REQUEST: Extract every one of the rows below line for line, changing no character.

GIVEN DATA:
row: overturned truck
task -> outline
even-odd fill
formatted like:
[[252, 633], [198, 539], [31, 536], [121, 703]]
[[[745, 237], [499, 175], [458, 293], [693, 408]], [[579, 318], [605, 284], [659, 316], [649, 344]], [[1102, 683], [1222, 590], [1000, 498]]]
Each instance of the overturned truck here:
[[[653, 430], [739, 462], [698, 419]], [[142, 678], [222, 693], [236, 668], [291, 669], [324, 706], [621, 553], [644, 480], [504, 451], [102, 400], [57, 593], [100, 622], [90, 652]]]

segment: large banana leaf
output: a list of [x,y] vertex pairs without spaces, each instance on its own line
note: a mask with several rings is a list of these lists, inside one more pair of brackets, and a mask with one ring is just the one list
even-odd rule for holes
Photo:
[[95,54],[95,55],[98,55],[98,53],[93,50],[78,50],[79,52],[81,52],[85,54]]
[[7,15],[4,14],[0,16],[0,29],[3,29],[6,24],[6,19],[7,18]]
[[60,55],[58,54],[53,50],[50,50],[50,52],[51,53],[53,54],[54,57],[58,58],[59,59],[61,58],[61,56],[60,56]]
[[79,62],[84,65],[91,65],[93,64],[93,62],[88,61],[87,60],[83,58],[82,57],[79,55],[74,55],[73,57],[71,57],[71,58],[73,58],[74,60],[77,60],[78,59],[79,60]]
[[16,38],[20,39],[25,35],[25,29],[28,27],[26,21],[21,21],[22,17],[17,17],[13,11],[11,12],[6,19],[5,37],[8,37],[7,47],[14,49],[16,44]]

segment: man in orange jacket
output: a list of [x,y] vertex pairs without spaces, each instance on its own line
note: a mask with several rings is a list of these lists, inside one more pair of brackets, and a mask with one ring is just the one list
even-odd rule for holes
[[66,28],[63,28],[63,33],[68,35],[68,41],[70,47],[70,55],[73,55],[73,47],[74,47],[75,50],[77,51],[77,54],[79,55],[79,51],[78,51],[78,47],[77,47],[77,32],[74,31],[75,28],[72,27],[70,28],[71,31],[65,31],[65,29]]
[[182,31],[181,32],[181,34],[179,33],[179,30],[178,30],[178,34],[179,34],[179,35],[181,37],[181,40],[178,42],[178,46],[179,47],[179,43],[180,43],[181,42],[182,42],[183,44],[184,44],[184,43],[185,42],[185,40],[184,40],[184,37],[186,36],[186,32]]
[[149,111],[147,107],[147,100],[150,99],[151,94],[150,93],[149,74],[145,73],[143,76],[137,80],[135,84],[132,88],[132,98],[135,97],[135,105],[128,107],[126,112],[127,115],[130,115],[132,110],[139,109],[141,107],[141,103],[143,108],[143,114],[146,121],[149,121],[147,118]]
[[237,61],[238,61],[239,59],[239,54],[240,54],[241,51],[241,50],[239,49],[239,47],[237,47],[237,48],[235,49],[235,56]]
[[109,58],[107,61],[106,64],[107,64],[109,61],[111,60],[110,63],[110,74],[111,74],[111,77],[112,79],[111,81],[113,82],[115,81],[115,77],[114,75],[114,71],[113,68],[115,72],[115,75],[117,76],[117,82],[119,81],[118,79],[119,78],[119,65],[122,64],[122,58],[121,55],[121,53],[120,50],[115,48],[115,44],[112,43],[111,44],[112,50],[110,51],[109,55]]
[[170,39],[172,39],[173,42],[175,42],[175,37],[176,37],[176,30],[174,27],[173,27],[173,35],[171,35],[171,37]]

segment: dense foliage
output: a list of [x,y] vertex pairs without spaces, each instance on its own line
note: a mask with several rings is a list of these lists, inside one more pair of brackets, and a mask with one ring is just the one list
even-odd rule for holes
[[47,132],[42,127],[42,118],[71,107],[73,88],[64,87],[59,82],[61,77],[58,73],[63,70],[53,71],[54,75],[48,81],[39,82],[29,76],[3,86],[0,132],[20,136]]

SOLUTION:
row: overturned truck
task -> outline
even-odd fill
formatted like:
[[252, 633], [198, 539], [31, 536], [121, 703]]
[[[745, 237], [499, 175], [458, 293], [693, 408]], [[579, 318], [605, 284], [659, 316], [649, 344]], [[1102, 683], [1222, 590], [1000, 498]]]
Each instance of the overturned truck here:
[[[653, 430], [739, 462], [698, 419]], [[142, 678], [222, 693], [236, 668], [291, 669], [324, 706], [621, 553], [644, 480], [504, 451], [102, 400], [57, 593], [100, 622], [90, 652]]]

segment: large banana leaf
output: a list of [x,y] vertex pairs without spaces, each instance on its own line
note: a mask with several rings is a list of these lists, inside one more pair of brackets, and a mask with one ring is just the one list
even-odd rule for holes
Photo:
[[95,54],[95,55],[98,55],[98,53],[93,50],[78,50],[79,52],[81,52],[85,54]]
[[7,15],[4,14],[0,16],[0,29],[3,29],[6,24],[6,19],[7,18]]
[[60,55],[58,54],[53,50],[50,50],[50,52],[51,53],[53,54],[54,57],[58,58],[59,59],[61,58],[61,56],[60,56]]
[[79,62],[84,65],[91,65],[93,64],[93,62],[88,61],[87,60],[83,58],[82,57],[79,55],[74,55],[73,57],[71,57],[71,58],[73,58],[74,60],[77,60],[78,59],[79,60]]
[[16,38],[20,39],[25,35],[25,29],[28,27],[26,21],[21,21],[22,17],[17,17],[13,11],[11,12],[6,19],[5,37],[8,37],[7,47],[14,49],[16,44]]

segment: man in orange jacket
output: a list of [x,y] vertex pairs without spaces, each instance on its own line
note: a mask with several rings is a list of these lists, inside one more pair of brackets, and a mask with one ring is just the one list
even-odd rule for holes
[[66,28],[63,28],[63,33],[68,35],[68,41],[70,47],[70,55],[73,55],[73,47],[74,47],[75,50],[77,51],[77,54],[79,55],[79,51],[78,51],[78,47],[77,47],[77,32],[74,31],[75,28],[72,27],[70,28],[71,31],[65,31],[65,29]]
[[182,31],[181,32],[181,34],[179,33],[179,30],[178,30],[178,34],[179,34],[179,35],[181,37],[181,40],[178,42],[178,46],[179,47],[179,43],[180,43],[181,42],[182,42],[183,44],[184,44],[184,43],[185,42],[185,40],[184,40],[184,37],[186,36],[186,32]]
[[149,111],[147,107],[147,100],[150,99],[151,94],[150,93],[149,74],[145,73],[143,76],[137,80],[135,84],[132,88],[132,98],[135,97],[135,105],[128,107],[126,112],[127,115],[130,115],[132,110],[139,109],[141,107],[141,103],[143,108],[143,114],[146,121],[149,121],[147,118]]
[[237,61],[238,61],[239,59],[239,54],[240,54],[241,51],[241,50],[239,49],[239,47],[237,47],[237,48],[235,49],[235,56]]
[[109,58],[107,61],[106,64],[107,64],[109,61],[111,60],[110,63],[110,74],[111,74],[111,77],[112,79],[111,81],[113,82],[115,81],[115,77],[114,75],[114,71],[113,68],[115,72],[115,75],[117,76],[117,82],[119,81],[118,79],[119,78],[119,65],[122,64],[122,58],[121,55],[121,53],[120,50],[115,48],[115,44],[112,43],[111,44],[112,50],[110,51],[109,55]]
[[170,39],[172,39],[173,42],[175,42],[175,37],[176,37],[176,30],[174,27],[173,27],[173,35],[171,35],[171,37]]

segment: dense foliage
output: a list of [x,y] vertex pairs without spaces, each instance on its own line
note: a mask with several rings is a list of these lists, inside one more pair of brackets, and a mask with one ring is just the one list
even-odd rule for holes
[[47,132],[42,127],[42,118],[71,107],[73,88],[64,87],[59,82],[61,77],[58,73],[63,70],[53,71],[54,75],[48,81],[39,82],[29,76],[3,86],[0,132],[20,136]]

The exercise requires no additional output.